To be done:
Rewrite the items below with every occurrence of "using this layout" changed to "in this format", keeping everything else identical.

[Excerpts from a point labeling dataset]
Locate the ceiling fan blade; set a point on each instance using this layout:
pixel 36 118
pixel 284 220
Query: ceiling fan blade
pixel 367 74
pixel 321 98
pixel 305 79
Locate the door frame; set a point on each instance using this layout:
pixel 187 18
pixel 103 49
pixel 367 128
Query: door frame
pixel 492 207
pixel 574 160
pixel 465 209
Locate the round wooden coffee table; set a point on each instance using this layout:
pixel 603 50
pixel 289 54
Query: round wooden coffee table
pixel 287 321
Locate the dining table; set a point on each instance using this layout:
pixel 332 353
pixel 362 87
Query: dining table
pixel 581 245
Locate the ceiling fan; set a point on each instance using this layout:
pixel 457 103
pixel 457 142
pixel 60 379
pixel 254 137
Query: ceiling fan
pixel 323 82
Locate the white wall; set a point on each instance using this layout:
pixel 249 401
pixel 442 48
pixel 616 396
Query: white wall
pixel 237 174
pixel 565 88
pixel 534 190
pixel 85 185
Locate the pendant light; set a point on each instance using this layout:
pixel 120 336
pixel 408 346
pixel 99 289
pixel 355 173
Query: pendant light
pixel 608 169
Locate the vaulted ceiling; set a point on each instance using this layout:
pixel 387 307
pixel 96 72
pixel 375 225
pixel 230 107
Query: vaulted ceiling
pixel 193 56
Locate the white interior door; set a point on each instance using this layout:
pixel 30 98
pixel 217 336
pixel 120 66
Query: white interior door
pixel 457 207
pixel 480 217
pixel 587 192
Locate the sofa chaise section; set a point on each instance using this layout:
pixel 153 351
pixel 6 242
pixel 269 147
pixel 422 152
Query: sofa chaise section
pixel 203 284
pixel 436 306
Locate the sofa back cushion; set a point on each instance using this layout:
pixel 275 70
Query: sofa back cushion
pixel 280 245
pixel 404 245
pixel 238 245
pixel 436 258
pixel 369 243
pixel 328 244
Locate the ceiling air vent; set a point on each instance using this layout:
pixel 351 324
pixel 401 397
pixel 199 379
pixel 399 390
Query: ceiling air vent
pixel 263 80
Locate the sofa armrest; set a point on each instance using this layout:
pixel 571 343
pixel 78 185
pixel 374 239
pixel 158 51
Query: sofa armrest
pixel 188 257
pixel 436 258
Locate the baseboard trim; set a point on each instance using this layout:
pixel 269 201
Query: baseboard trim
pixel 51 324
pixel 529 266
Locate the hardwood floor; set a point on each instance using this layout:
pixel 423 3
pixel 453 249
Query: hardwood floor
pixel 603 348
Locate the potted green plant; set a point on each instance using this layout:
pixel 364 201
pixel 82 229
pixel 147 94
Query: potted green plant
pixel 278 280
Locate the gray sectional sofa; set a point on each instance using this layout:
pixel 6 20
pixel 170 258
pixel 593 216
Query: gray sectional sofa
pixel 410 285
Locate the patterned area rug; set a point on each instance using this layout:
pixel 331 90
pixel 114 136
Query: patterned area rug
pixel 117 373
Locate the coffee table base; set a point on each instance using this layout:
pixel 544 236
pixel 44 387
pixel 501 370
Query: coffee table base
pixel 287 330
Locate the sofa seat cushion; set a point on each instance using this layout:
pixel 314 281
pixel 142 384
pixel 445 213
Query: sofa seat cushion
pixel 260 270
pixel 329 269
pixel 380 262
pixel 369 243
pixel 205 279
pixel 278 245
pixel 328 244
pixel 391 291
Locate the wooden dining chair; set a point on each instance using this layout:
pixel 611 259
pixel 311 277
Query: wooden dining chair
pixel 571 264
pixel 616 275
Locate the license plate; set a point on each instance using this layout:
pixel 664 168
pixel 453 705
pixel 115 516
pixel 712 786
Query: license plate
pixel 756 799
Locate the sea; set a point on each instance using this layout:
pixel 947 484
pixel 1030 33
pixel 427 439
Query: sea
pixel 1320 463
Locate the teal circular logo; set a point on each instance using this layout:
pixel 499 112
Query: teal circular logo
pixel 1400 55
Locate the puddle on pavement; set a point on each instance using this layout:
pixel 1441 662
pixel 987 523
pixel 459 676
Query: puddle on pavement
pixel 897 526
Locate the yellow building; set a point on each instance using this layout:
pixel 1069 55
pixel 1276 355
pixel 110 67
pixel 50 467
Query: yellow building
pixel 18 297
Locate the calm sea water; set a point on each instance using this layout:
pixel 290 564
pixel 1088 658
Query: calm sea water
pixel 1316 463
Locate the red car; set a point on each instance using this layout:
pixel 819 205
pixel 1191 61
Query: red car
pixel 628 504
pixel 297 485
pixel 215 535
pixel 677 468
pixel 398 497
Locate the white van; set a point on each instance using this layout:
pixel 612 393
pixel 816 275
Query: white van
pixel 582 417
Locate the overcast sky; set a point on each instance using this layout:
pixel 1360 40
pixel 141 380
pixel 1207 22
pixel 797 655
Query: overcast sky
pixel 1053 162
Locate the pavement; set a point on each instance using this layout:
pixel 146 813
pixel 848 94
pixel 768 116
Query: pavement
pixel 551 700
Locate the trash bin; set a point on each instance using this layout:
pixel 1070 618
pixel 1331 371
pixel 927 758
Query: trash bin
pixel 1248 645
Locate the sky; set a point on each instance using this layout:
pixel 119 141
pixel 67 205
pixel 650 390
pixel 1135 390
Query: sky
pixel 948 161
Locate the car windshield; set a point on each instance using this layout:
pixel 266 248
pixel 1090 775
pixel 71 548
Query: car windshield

Answer to the task:
Locate the ceiling fan blade; set a point on each instance in this format:
pixel 36 118
pixel 284 220
Query: ceiling fan blade
pixel 367 74
pixel 321 98
pixel 305 79
Locate the door frame; set a point on each instance in this format:
pixel 187 18
pixel 103 49
pixel 367 128
Query: door frame
pixel 492 207
pixel 574 160
pixel 465 209
Locate the round wooden coffee table; set a point on each instance in this format:
pixel 603 50
pixel 289 54
Query: round wooden coffee table
pixel 287 321
Locate the dining table; set a point on each instance in this format:
pixel 332 353
pixel 362 87
Query: dining table
pixel 581 245
Locate the ceiling fan; set a point on each instance in this format:
pixel 457 103
pixel 457 142
pixel 60 379
pixel 254 137
Query: ceiling fan
pixel 323 82
Locate the white wall; set a point on each instance in this format:
pixel 249 401
pixel 442 48
pixel 616 396
Query: white wall
pixel 237 174
pixel 565 88
pixel 534 190
pixel 85 185
Locate the pendant light; set a point on each instance in this format:
pixel 120 336
pixel 408 346
pixel 99 289
pixel 355 173
Query: pendant light
pixel 608 169
Locate the vaulted ceiling; set a point on each instance in this format:
pixel 387 307
pixel 96 72
pixel 375 225
pixel 230 107
Query: vaulted ceiling
pixel 193 56
Locate the white interior door; set a point on each instance in this format:
pixel 30 98
pixel 217 336
pixel 120 66
Query: white interior door
pixel 457 207
pixel 480 217
pixel 587 192
Locate the sofa chaise section; set a point on each instance in this format:
pixel 153 351
pixel 6 242
pixel 269 147
pixel 422 152
Query: sofa chaise section
pixel 203 284
pixel 436 306
Locate the sofa back cushion; set a point on each instance in this format:
pixel 275 70
Query: sofa back cushion
pixel 280 245
pixel 404 245
pixel 238 245
pixel 436 258
pixel 369 243
pixel 328 244
Locate the ceiling air vent; set a point on each instance in this format:
pixel 351 324
pixel 401 397
pixel 199 379
pixel 399 390
Query: ceiling air vent
pixel 263 80
Locate the sofa armrest; set a point on each instance in this format:
pixel 571 343
pixel 78 185
pixel 374 239
pixel 158 51
Query: sofa armrest
pixel 188 257
pixel 436 258
Locate the baseboard trim; set a point on each instance in this format:
pixel 269 201
Query: baseboard trim
pixel 51 324
pixel 529 266
Locate the hardwood floor; set a point on each instance in this format:
pixel 423 3
pixel 453 249
Query: hardwood floor
pixel 603 348
Locate the potted green plant; set a point on each instance in this format:
pixel 364 201
pixel 82 229
pixel 147 94
Query: potted green plant
pixel 278 280
Locate the gray sectional sofa; set a point on each instance in this format:
pixel 6 20
pixel 170 258
pixel 593 216
Query: gray sectional sofa
pixel 410 285
Locate the patterned area rug; set a point on each instance in this format:
pixel 331 90
pixel 114 136
Query: patterned area rug
pixel 117 373
Locate the coffee table base; set a point on each instance in this format:
pixel 544 236
pixel 44 387
pixel 501 370
Query: coffee table base
pixel 287 330
Locate the sofa seat cushion; set a point on each instance in this format:
pixel 314 281
pixel 142 384
pixel 445 213
Query: sofa seat cushion
pixel 260 270
pixel 329 269
pixel 380 262
pixel 369 243
pixel 205 279
pixel 278 245
pixel 328 244
pixel 391 291
Locate the wooden dining chair; set a point on each instance in this format:
pixel 611 259
pixel 311 277
Query: wooden dining chair
pixel 571 264
pixel 616 275
Locate the license plate; set a point on each instance in this format:
pixel 664 168
pixel 453 705
pixel 115 516
pixel 712 786
Query: license plate
pixel 756 799
Locate the sea; set a point on each instance in this format:
pixel 947 484
pixel 1030 33
pixel 427 439
Query: sea
pixel 1320 463
Locate the teal circular logo; set a point on each instance in this format:
pixel 499 112
Query: teal circular logo
pixel 1400 55
Locate the puddle on pavement; set a point on each instance in this format:
pixel 1441 662
pixel 987 523
pixel 459 676
Query: puddle on pavement
pixel 897 526
Locate the yellow building; set a point on each instance in this format:
pixel 1069 55
pixel 1276 355
pixel 110 67
pixel 50 467
Query: yellow building
pixel 18 297
Locate the calm sea water; set a point on each instance in this format:
pixel 290 564
pixel 1088 658
Query: calm sea water
pixel 1316 463
Locate the red car; set a point on each instance in this format:
pixel 819 205
pixel 1191 61
Query: red car
pixel 628 504
pixel 297 485
pixel 215 535
pixel 677 468
pixel 398 497
Locate the white van; set a point on each instance in this format:
pixel 612 393
pixel 816 275
Query: white van
pixel 582 417
Locate the overcast sky; set a point on each instance in this format:
pixel 1360 40
pixel 141 380
pixel 1207 22
pixel 797 655
Query: overcast sky
pixel 1053 162
Locate the pavement; set a point on each instance in this format:
pixel 146 813
pixel 848 94
pixel 768 116
Query: pavement
pixel 551 700
Locate the trash bin; set a point on each instance in this format:
pixel 1070 618
pixel 1331 371
pixel 927 758
Query: trash bin
pixel 1248 645
Locate the sky; set a point on each instance in this format:
pixel 119 141
pixel 67 205
pixel 650 390
pixel 1135 390
Query: sky
pixel 948 161
Locate the car windshield; set a point on each instance in this format:
pixel 266 248
pixel 1090 775
pixel 71 548
Query: car windshield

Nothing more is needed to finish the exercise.